What the task asks: List, in order, every expression that follows an equals sign in the final chain of equalities of the worked inverse Laplace transform example below.
##### Document extract
Example 2. Calculate ${{L}}^{{-{{1}}}}{\left(\frac{{1}}{{{s}{\left({s}-{2}\right)}}}\right)}$.

Since $\frac{{1}}{{{s}{\left({s}-{2}\right)}}}=\frac{{1}}{{s}}\frac{{1}}{{{s}-{2}}}$, ${{L}}^{{-{{1}}}}{\left(\frac{{1}}{{s}}\right)}={1}$ and ${{L}}^{{-{{1}}}}{\left(\frac{{1}}{{{s}-{2}}}\right)}={{e}}^{{{2}{t}}}$, we have that

${{L}}^{{-{{1}}}}{\left(\frac{{1}}{{{s}{\left({s}-{2}\right)}}}\right)}={\left({1}\star{{e}}^{{{2}{t}}}\right)}={\int_{{0}}^{{t}}}{1}\cdot{{e}}^{{{2}\tau}}{d}\tau=\frac{{1}}{{2}}{{e}}^{{{2}\tau}}{{\mid}_{{0}}^{{t}}}=\frac{{1}}{{2}}{{e}}^{{{2}{t}}}-\frac{{1}}{{2}}{{e}}^{{{2}\cdot{0}}}=\frac{{1}}{{2}}{\left({{e}}^{{{2}{t}}}-{1}\right)}$
##########
##### Data
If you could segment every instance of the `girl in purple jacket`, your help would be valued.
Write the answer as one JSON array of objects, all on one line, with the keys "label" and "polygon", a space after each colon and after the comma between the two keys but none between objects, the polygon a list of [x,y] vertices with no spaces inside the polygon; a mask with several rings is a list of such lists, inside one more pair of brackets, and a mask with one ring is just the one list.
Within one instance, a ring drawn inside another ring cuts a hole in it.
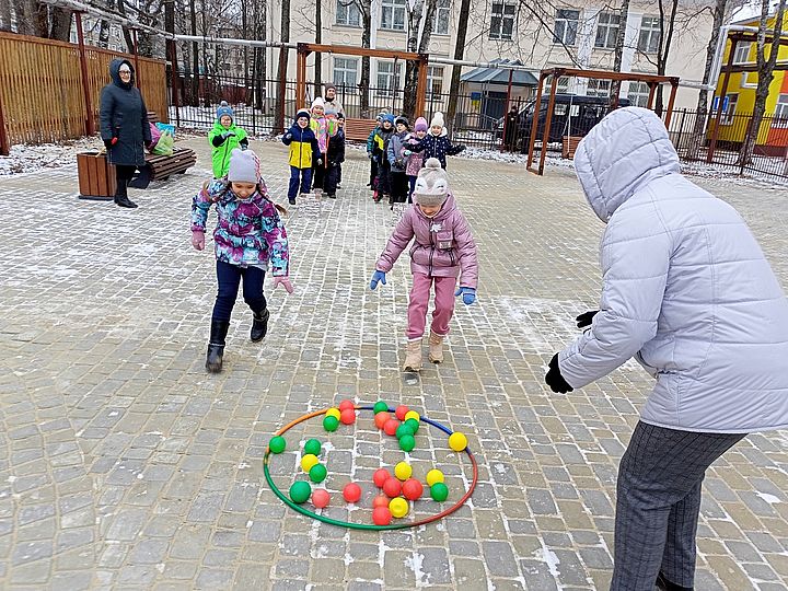
[{"label": "girl in purple jacket", "polygon": [[[407,350],[405,371],[421,369],[421,338],[427,324],[430,288],[434,283],[434,312],[429,337],[429,360],[443,361],[443,339],[454,313],[454,297],[462,296],[471,305],[476,301],[478,260],[467,220],[456,207],[449,190],[447,173],[440,161],[427,160],[418,174],[414,190],[416,207],[410,207],[394,229],[385,251],[378,259],[370,289],[386,283],[385,274],[407,247],[414,283],[408,303]],[[456,287],[460,277],[460,289]]]}]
##########
Result below:
1. (1 ⋆ e^{2t})
2. ∫₀^t 1·e^{2τ} dτ
3. (1/2)e^{2τ} evaluated from 0 to t
4. (1/2)e^{2t} − (1/2)e^{2·0}
5. (1/2)(e^{2t} − 1)